- _EXERCISE DETAILS_: List each line in the listing below that contains the string "distant". Treat uppercase and lowercase letters as different.

- _EXERCISE MATERIALS_:
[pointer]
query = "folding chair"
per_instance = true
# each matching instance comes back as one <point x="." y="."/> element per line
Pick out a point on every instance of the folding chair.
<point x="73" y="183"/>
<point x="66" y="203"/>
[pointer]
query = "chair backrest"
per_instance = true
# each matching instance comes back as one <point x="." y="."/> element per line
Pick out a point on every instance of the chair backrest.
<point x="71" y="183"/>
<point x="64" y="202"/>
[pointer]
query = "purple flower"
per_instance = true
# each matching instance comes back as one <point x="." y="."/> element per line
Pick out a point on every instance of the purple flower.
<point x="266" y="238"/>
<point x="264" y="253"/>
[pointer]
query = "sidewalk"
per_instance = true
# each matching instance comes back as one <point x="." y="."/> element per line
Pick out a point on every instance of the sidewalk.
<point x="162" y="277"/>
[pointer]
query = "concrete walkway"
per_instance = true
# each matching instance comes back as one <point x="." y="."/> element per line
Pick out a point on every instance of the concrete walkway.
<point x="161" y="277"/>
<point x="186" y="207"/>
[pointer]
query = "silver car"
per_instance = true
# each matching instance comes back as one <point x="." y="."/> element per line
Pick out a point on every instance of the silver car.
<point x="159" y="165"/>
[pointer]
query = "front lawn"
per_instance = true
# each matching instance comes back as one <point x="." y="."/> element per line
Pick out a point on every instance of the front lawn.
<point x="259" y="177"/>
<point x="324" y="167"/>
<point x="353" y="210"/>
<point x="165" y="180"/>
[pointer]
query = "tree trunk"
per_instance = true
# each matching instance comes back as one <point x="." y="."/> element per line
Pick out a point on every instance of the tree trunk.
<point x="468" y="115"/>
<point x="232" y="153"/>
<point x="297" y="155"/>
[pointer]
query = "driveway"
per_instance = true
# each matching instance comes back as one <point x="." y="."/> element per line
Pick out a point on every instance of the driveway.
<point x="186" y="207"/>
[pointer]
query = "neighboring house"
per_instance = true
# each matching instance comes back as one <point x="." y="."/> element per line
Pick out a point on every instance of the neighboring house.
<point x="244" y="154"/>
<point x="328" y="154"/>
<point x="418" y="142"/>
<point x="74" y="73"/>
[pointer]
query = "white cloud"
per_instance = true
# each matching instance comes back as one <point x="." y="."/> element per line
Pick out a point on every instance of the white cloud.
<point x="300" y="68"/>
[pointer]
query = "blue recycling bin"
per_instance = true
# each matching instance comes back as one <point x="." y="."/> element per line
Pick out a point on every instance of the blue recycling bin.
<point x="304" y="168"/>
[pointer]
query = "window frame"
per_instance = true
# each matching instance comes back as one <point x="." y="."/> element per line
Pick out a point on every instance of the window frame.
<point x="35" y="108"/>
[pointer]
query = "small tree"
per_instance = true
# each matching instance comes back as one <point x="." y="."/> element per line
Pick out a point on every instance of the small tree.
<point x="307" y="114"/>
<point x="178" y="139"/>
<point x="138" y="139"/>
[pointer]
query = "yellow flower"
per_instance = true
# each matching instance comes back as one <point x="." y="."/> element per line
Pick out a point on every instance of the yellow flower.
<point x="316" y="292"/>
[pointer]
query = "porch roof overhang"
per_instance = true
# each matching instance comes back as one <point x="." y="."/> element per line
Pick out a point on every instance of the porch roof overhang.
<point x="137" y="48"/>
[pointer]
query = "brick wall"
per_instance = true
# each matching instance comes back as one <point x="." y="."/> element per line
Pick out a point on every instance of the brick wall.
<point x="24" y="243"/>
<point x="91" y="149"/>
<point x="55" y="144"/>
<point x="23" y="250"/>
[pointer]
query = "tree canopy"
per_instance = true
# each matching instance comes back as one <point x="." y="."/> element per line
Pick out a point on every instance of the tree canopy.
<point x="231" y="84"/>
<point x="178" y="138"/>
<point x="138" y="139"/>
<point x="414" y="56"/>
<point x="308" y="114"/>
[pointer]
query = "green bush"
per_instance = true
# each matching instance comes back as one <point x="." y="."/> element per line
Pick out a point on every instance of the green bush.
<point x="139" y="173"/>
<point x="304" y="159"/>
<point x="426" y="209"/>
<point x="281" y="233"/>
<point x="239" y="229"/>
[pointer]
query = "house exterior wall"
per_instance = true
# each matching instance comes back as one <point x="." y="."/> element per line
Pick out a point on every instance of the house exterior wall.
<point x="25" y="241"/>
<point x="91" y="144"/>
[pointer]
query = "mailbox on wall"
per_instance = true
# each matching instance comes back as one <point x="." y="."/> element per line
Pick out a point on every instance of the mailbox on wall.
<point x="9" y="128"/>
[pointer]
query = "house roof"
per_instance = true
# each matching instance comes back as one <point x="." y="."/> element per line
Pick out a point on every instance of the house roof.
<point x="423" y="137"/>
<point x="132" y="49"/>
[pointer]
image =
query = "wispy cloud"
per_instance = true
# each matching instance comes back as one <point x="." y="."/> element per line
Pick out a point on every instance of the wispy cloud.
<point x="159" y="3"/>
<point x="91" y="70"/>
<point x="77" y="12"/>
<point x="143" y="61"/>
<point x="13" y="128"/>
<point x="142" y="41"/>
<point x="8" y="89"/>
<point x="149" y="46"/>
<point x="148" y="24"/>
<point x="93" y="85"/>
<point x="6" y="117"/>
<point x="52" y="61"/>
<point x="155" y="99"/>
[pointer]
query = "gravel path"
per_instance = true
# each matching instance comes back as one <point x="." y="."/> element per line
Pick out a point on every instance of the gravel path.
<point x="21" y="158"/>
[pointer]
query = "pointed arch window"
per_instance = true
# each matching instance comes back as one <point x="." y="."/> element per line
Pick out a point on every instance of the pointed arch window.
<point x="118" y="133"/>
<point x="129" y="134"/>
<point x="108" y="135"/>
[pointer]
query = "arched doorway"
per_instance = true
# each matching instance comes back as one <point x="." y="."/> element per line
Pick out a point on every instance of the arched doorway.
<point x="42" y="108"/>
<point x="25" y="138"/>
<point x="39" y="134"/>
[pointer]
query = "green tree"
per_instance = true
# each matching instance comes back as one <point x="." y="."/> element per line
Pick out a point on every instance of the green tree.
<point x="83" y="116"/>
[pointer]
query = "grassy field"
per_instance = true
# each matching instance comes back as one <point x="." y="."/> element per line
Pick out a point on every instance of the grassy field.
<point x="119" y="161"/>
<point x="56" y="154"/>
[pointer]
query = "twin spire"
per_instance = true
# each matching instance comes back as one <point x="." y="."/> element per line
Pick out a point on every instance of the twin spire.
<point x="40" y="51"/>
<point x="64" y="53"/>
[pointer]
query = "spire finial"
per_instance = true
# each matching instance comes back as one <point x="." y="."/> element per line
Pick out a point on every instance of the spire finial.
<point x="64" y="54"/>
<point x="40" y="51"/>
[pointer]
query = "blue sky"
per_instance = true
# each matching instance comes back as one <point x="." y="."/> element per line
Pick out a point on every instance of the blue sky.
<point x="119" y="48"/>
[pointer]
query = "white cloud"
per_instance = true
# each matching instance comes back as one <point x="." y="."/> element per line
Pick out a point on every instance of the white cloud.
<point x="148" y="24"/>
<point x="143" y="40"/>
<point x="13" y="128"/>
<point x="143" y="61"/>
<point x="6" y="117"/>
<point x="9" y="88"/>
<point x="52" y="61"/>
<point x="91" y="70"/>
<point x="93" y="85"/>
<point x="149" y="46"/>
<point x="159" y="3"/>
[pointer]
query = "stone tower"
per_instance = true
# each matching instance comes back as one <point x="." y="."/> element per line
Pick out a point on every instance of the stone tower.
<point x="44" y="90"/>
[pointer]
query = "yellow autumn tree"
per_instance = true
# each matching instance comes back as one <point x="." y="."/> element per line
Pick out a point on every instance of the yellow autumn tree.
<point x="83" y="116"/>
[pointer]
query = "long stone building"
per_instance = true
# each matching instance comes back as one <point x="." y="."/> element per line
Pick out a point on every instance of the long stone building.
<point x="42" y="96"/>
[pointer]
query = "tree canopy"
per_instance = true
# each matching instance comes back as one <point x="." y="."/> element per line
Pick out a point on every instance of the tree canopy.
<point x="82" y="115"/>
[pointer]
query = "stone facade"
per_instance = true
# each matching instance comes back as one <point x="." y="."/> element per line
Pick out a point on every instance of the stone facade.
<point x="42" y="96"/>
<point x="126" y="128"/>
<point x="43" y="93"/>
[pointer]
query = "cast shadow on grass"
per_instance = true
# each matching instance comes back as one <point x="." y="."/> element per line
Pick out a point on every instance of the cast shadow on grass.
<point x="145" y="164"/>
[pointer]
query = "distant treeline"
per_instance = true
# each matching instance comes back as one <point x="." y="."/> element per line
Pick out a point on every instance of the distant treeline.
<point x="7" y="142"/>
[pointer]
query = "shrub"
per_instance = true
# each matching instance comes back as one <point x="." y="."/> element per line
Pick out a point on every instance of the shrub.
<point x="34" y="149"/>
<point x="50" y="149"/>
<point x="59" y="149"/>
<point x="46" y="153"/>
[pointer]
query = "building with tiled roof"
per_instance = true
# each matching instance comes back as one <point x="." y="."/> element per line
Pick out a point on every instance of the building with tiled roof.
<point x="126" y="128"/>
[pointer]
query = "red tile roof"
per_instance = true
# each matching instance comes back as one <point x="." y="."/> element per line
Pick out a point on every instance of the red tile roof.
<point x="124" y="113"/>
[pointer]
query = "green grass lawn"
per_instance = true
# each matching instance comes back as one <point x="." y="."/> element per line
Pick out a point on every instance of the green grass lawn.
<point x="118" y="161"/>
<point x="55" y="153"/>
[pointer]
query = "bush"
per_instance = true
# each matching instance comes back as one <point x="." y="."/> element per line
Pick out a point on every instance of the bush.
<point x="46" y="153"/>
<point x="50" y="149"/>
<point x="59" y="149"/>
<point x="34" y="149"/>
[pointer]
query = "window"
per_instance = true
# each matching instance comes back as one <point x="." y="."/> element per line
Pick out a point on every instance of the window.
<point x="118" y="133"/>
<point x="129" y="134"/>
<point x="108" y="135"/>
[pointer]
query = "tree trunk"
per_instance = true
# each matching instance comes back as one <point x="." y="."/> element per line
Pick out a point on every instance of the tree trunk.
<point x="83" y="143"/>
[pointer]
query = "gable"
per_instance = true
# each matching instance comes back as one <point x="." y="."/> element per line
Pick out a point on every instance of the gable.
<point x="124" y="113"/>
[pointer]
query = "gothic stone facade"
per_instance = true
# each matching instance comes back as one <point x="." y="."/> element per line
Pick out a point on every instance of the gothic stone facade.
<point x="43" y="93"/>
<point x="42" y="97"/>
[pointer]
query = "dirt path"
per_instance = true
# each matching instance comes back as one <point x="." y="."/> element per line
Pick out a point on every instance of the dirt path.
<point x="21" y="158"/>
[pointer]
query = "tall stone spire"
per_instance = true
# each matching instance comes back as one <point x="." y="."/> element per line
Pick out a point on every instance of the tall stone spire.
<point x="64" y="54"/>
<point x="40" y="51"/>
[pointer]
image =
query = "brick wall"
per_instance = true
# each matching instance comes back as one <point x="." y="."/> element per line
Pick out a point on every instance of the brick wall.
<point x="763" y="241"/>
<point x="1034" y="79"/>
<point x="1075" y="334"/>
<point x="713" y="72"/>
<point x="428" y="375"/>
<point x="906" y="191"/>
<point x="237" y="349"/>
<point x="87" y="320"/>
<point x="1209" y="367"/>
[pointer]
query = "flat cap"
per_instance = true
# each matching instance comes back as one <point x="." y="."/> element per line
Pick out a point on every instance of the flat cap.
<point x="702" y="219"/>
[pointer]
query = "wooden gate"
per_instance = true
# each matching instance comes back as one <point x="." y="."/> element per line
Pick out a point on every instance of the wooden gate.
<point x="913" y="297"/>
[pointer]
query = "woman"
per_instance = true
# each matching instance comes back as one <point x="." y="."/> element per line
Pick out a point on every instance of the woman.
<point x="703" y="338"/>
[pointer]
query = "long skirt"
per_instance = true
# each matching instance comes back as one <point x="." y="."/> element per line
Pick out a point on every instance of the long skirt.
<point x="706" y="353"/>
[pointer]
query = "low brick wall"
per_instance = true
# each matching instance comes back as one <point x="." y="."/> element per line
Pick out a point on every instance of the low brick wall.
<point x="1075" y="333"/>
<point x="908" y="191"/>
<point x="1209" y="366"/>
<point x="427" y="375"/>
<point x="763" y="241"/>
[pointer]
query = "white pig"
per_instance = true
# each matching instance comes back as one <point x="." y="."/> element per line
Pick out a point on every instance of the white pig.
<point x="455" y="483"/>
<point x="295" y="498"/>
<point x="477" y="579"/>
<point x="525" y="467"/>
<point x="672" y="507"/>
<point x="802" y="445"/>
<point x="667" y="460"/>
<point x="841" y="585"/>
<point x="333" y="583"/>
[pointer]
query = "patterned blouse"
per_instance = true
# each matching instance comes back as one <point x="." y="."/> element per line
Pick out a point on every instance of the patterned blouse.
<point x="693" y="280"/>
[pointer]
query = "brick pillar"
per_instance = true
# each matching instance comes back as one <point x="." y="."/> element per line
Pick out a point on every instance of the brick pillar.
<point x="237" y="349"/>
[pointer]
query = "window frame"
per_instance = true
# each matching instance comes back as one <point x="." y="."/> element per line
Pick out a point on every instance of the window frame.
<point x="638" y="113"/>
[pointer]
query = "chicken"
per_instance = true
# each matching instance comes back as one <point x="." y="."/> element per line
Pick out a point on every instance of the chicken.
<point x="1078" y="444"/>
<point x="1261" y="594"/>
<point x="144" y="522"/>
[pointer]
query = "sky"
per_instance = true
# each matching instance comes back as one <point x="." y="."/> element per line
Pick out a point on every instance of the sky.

- _RESULT OF THE TASK_:
query = "distant treeline"
Pick out a point on every instance of the distant treeline.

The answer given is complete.